- [Your task]:
Name every film title mentioned in the text about Palpatine's Empire.

With the end of the Clone Wars, the extermination of the Jedi Order and the formation of the First Galactic Empire, Palpatine rules with absolute power as Emperor. He retains the emergency powers that had been voted to him in Attack of the Clones, allowing him to rule for decades under what amounts to martial law. Darth Vader is the Emperor's second-in-command and his ruthless chief enforcer, greatly feared throughout the galaxy. In the 19 years between Revenge of the Sith and A New Hope, Palpatine rules the galaxy from the confines of his heavily guarded palace on Coruscant. During that same time, Vader travels extensively to most of the galactic regions to enforce the Emperor's rule.

The Senate, now known as the Imperial Senate, nominally continues to exist, though it is virtually powerless. Palpatine dissolves the Senate (off-camera) in A New Hope after discovering that several members of the Senate are members of the Rebellion. Aside from Palpatine, the real power in the Empire is in the hands of planetary regional governors, sector governors (the "moffs") and the Grand Moffs who oversee collections of sectors such as what was once known as the Outer Rim, and after as the Oversector Outer. After Palpatine dissolves the Senate, the regional governors are formally granted direct control over their planet territories.

- [Data extract]:
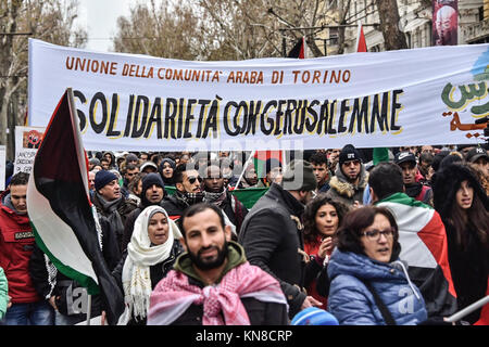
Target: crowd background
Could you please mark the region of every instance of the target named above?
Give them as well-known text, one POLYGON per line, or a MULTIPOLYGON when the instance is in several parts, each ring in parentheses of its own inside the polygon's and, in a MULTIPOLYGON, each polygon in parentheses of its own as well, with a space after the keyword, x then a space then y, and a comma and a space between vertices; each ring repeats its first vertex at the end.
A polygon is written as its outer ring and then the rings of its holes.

- [Task response]:
Attack of the Clones, Revenge of the Sith, A New Hope